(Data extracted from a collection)
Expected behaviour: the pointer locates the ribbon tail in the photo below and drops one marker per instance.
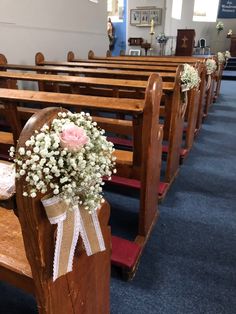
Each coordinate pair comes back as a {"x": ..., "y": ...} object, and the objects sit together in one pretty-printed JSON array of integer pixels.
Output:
[
  {"x": 91, "y": 232},
  {"x": 208, "y": 82}
]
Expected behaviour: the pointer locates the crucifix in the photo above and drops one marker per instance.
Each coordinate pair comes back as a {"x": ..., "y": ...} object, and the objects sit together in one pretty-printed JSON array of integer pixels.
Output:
[{"x": 184, "y": 40}]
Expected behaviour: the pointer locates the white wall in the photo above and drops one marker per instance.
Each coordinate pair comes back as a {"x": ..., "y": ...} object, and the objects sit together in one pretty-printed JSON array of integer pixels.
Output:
[{"x": 53, "y": 27}]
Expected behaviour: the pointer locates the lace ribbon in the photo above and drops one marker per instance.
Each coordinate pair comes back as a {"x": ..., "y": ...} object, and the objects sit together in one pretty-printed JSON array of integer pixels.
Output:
[
  {"x": 72, "y": 221},
  {"x": 185, "y": 90}
]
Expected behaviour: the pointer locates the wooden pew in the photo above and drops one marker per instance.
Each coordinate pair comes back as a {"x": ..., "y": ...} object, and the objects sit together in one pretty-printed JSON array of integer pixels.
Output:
[
  {"x": 119, "y": 63},
  {"x": 140, "y": 168},
  {"x": 92, "y": 59},
  {"x": 206, "y": 100},
  {"x": 172, "y": 100},
  {"x": 27, "y": 249},
  {"x": 172, "y": 127},
  {"x": 150, "y": 59}
]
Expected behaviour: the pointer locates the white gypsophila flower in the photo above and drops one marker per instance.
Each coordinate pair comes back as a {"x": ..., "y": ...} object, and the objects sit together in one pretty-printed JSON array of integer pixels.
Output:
[
  {"x": 189, "y": 77},
  {"x": 227, "y": 55},
  {"x": 211, "y": 66},
  {"x": 220, "y": 26},
  {"x": 77, "y": 175}
]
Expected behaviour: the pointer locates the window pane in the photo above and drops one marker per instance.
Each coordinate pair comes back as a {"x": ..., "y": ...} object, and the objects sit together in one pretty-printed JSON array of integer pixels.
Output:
[
  {"x": 176, "y": 9},
  {"x": 205, "y": 11}
]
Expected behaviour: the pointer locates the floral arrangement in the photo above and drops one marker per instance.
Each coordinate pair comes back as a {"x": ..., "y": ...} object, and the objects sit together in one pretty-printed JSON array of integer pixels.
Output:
[
  {"x": 220, "y": 57},
  {"x": 161, "y": 38},
  {"x": 219, "y": 26},
  {"x": 189, "y": 77},
  {"x": 69, "y": 158},
  {"x": 211, "y": 66},
  {"x": 230, "y": 33}
]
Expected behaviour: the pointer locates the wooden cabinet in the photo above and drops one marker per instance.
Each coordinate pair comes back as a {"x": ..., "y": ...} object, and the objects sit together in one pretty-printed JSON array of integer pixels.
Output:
[{"x": 185, "y": 42}]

GIVEN PROBLEM –
Could you rescale the stretch of records above, from the line containing "Expected behaviour: the pointer locates the white gypsophila" through the end of the records? Repeat every line in that stretch, requests included, with each coordinate in the answers multiplied by 0.85 and rounded to a whole number, halves going up.

RESPONSE –
Expected behaviour: the pointer locates the white gypsophila flower in the photo above and drops one marker per instance.
Each coordinate pair comes back as a {"x": ..., "y": ...} object, and the objects sit together in one pretty-printed JSON array of integer pixels.
Output:
[
  {"x": 161, "y": 65},
  {"x": 193, "y": 47},
  {"x": 179, "y": 56},
  {"x": 187, "y": 22},
  {"x": 65, "y": 149}
]
Expected behaviour: the pointer locates the window pane in the photo above and drops one marker per instance.
Each coordinate pair comes back as a {"x": ..., "y": ...} object, and the objects sit together in one pretty-printed JSON array of integer pixels.
Output:
[
  {"x": 150, "y": 8},
  {"x": 174, "y": 9}
]
Expected behaviour: the pointer locates the floral arrangement in the photo above and drops one marker per instance.
Each coordinate pair comes back as a {"x": ..., "y": ...} object, and the objects sit together in one pretty-printed JSON array of integer pixels.
Output:
[
  {"x": 187, "y": 48},
  {"x": 137, "y": 32},
  {"x": 186, "y": 22},
  {"x": 161, "y": 65},
  {"x": 59, "y": 134},
  {"x": 179, "y": 56},
  {"x": 196, "y": 28}
]
Expected behaviour: the pointer locates the wooden cabinet in the photo above and drops one marker per instance.
Each coordinate pair comes back as a {"x": ..., "y": ...} object, and the objects sit together in one pretty-printed JSON array of integer pixels.
Output:
[{"x": 157, "y": 36}]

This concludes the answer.